TEXTAUSZUG:
——————————
Der resultierende "weiße" Puls hat erwartungsgemäß eine Dauer von etwa 100 Attosekunden und enthält mehr als eine Million Röntgenphotonen. Er ist daher kurz genug, um die Bewegung der auf Molekül-Orbitalen umlaufenden Elektronen einzufangen. Über die Echtzeitbeobachtung der Elektronen, die Atome aneinander binden, wird man wertvolle Einsichten gewinnen, wie es zur Bildung und zum Auseinanderfallen von Molekülen kommt. Die Ergebnisse wurden in der Juli-Ausgabe des New Journal of Physics [1,2] veröffentlicht und sind das Thema der Titelseite der Fachzeitschrift SCIENCE.
Licht ist eine Welle, in der das
schwingende elektromagnetische Feld seine Richtung und Stärke mit
verblüffender Schnelligkeit ändert. Im Fall von sichtbarem Licht treten
diese Änderungen einige 100 Billionen Mal (100 000 mal eine Milliarde)
in der Sekunde auf. Daher benötigt sichtbares Licht für eine volle
Schwingung nur einige tausend Attosekunden. Das Forscherteam hat es nun
geschafft, intensive Blitze von sichtbarem Laserlicht zu erzeugen, bei
denen mehr als die Hälfte der Energie innerhalb eines einzigen
Schwingungszyklus steckt. Mit dieser einzelnen Feldschwingung großer
Amplitude kann man auf geladene Teilchen wie Elektronen gezielt eine
extrem starke Kraft ausüben und damit deren Bewegung in und um die
Atome mit noch nie da gewesener Präzision steuern.
Auf dem
Maximum dieser hochintensiven Wellenschwingung ist die Kraft stark
genug, um ein Elektron mit fast hundertprozentiger Wahrscheinlichkeit
vom Atom wegzuziehen, wobei das Elektron eine Geschwindigkeit von
mehreren Tausend Kilometern pro Sekunde erreicht. Aber selbst mit
dieser hohen Geschwindigkeit kommt das freigesetzte Elektron nur einige
Nanometer weit, bevor es während der zweiten Hälfte der
Lichtschwingung, die eine Kraft in die entgegengesetzte Richtung
ausübt, gezwungen wird, zum Mutteratom zurückzukehren. Bei dieser so
genannten Rekombination, die bereits etwa zwei tausend Attosekunden
nach der Freisetzung des Elektrons stattfindet, sendet das Atom einen
Röntgenpuls aus.
——————————
DATENSATZEINTRÄGE:
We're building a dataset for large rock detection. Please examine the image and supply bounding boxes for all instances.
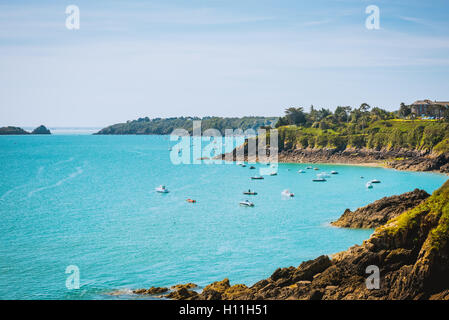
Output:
[31,126,51,134]
[0,127,30,135]
[331,189,430,229]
——————————
AUFGABE 1:
Erkläre anhand des Textauszugs in ein bis drei Sätzen, warum das vom Atom weggezogene Elektron nur einige Nanometer weit kommt und zum Mutteratom zurückkehrt.
AUFGABE 2:
Schreibe aus dem Textauszug den Abschnitt zwischen „in der Sekunde“ und „gewesener Präzision steuern.“ einschließlich ab.

ENDGÜLTIGE ANTWORT 1:
Während der zweiten Hälfte der Lichtschwingung wirkt die Kraft in die entgegengesetzte Richtung. Dadurch wird das Elektron trotz seiner Geschwindigkeit von mehreren Tausend Kilometern pro Sekunde gezwungen, zum Mutteratom zurückzukehren. Deshalb kommt es nur einige Nanometer weit.

ENDGÜLTIGE ANTWORT 2:
in der Sekunde auf. Daher benötigt sichtbares Licht für eine volle
Schwingung nur einige tausend Attosekunden. Das Forscherteam hat es nun
geschafft, intensive Blitze von sichtbarem Laserlicht zu erzeugen, bei
denen mehr als die Hälfte der Energie innerhalb eines einzigen
Schwingungszyklus steckt. Mit dieser einzelnen Feldschwingung großer
Amplitude kann man auf geladene Teilchen wie Elektronen gezielt eine
extrem starke Kraft ausüben und damit deren Bewegung in und um die
Atome mit noch nie da gewesener Präzision steuern.